=== Goal ===
Tally the lines in the rows below that contain the string "steel" and give only the number. Case counts.
======== Data in this exercise
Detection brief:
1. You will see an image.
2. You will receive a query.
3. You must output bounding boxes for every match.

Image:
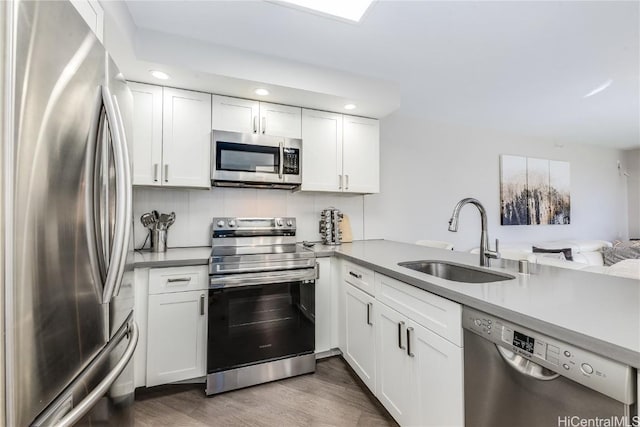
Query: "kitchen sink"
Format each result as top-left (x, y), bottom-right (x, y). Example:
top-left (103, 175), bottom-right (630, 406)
top-left (398, 260), bottom-right (515, 283)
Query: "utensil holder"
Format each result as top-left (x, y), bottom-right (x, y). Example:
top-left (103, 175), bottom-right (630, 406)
top-left (149, 230), bottom-right (167, 252)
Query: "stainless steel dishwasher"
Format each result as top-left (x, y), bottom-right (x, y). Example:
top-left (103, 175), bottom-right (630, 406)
top-left (462, 307), bottom-right (638, 427)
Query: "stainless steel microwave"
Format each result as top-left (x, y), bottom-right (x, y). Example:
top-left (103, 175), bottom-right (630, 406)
top-left (211, 130), bottom-right (302, 189)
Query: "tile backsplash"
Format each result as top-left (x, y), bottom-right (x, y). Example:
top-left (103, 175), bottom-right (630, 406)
top-left (133, 187), bottom-right (364, 248)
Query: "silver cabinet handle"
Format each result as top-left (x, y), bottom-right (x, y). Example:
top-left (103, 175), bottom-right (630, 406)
top-left (278, 142), bottom-right (284, 179)
top-left (167, 277), bottom-right (191, 283)
top-left (349, 271), bottom-right (362, 279)
top-left (398, 320), bottom-right (405, 350)
top-left (56, 321), bottom-right (138, 427)
top-left (407, 326), bottom-right (415, 357)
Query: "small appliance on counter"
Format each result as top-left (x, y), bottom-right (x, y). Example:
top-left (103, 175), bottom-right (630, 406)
top-left (140, 210), bottom-right (176, 252)
top-left (319, 207), bottom-right (344, 245)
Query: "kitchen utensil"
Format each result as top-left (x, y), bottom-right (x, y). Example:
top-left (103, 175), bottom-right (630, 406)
top-left (319, 207), bottom-right (343, 245)
top-left (140, 212), bottom-right (156, 229)
top-left (338, 213), bottom-right (353, 243)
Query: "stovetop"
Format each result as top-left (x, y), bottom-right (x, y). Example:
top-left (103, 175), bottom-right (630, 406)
top-left (209, 217), bottom-right (315, 275)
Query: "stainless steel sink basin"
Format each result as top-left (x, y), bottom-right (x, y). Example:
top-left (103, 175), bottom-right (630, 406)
top-left (398, 260), bottom-right (515, 283)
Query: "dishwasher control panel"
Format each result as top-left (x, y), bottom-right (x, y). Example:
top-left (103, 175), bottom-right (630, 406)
top-left (462, 307), bottom-right (636, 404)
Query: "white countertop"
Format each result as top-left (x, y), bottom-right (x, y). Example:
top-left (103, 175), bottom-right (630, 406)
top-left (130, 246), bottom-right (211, 268)
top-left (335, 240), bottom-right (640, 368)
top-left (132, 240), bottom-right (640, 368)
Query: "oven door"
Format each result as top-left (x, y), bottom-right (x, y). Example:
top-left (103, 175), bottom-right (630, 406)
top-left (207, 268), bottom-right (316, 374)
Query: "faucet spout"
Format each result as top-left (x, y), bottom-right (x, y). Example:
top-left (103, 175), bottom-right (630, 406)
top-left (449, 197), bottom-right (500, 267)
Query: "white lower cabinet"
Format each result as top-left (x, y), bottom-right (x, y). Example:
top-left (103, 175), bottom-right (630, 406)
top-left (376, 303), bottom-right (415, 426)
top-left (315, 258), bottom-right (333, 353)
top-left (342, 273), bottom-right (464, 427)
top-left (147, 291), bottom-right (207, 387)
top-left (412, 322), bottom-right (464, 427)
top-left (145, 266), bottom-right (208, 387)
top-left (342, 282), bottom-right (376, 393)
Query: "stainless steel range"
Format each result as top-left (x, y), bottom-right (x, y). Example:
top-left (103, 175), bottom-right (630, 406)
top-left (206, 218), bottom-right (318, 395)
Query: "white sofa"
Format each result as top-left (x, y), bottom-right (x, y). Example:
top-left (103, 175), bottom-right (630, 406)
top-left (471, 240), bottom-right (640, 280)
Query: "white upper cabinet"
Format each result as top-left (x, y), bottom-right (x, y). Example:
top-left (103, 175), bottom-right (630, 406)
top-left (129, 82), bottom-right (162, 186)
top-left (162, 88), bottom-right (211, 188)
top-left (211, 95), bottom-right (260, 133)
top-left (260, 102), bottom-right (302, 138)
top-left (211, 95), bottom-right (302, 138)
top-left (71, 0), bottom-right (104, 43)
top-left (301, 109), bottom-right (342, 191)
top-left (128, 82), bottom-right (211, 188)
top-left (301, 109), bottom-right (380, 193)
top-left (344, 116), bottom-right (380, 193)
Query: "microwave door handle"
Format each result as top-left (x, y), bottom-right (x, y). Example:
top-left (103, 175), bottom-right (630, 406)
top-left (278, 142), bottom-right (284, 180)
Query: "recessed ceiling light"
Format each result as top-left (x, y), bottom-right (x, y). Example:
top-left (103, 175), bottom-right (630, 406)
top-left (149, 70), bottom-right (169, 80)
top-left (276, 0), bottom-right (373, 22)
top-left (583, 79), bottom-right (613, 98)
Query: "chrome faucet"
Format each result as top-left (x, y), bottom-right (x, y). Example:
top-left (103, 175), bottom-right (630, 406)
top-left (449, 197), bottom-right (500, 267)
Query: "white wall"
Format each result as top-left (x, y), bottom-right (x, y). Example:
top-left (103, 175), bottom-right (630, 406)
top-left (623, 148), bottom-right (640, 239)
top-left (133, 187), bottom-right (364, 248)
top-left (364, 113), bottom-right (628, 250)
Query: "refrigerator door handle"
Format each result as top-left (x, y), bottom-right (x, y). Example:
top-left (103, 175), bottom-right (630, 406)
top-left (112, 96), bottom-right (133, 297)
top-left (99, 86), bottom-right (130, 304)
top-left (56, 320), bottom-right (138, 427)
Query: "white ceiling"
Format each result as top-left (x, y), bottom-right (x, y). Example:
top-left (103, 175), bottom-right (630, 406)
top-left (122, 0), bottom-right (640, 148)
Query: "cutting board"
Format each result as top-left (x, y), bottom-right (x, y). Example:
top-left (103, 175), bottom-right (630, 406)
top-left (340, 214), bottom-right (353, 243)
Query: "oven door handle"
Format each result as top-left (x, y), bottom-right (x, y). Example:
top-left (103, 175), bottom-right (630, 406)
top-left (209, 266), bottom-right (318, 289)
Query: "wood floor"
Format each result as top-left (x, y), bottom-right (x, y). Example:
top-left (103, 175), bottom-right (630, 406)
top-left (133, 357), bottom-right (397, 427)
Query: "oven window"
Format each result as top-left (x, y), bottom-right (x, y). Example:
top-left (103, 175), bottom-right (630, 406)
top-left (216, 141), bottom-right (280, 173)
top-left (207, 282), bottom-right (315, 373)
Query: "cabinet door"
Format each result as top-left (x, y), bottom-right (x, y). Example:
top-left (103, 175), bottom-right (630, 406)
top-left (128, 82), bottom-right (162, 186)
top-left (343, 283), bottom-right (376, 393)
top-left (260, 102), bottom-right (304, 139)
top-left (211, 95), bottom-right (260, 133)
top-left (315, 258), bottom-right (332, 353)
top-left (410, 322), bottom-right (464, 427)
top-left (147, 291), bottom-right (208, 387)
top-left (376, 302), bottom-right (417, 425)
top-left (71, 0), bottom-right (104, 43)
top-left (301, 109), bottom-right (342, 191)
top-left (342, 116), bottom-right (380, 193)
top-left (162, 88), bottom-right (211, 188)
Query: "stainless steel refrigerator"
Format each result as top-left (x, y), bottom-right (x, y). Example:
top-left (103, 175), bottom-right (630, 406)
top-left (0, 1), bottom-right (138, 426)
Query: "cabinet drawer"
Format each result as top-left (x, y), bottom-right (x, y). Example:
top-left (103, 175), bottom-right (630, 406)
top-left (149, 265), bottom-right (209, 295)
top-left (343, 261), bottom-right (375, 296)
top-left (375, 273), bottom-right (462, 347)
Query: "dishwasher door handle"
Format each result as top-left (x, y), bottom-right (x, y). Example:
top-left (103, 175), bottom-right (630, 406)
top-left (495, 344), bottom-right (560, 381)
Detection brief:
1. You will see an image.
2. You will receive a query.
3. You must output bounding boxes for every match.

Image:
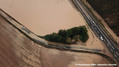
================
=== Exercise solution ===
5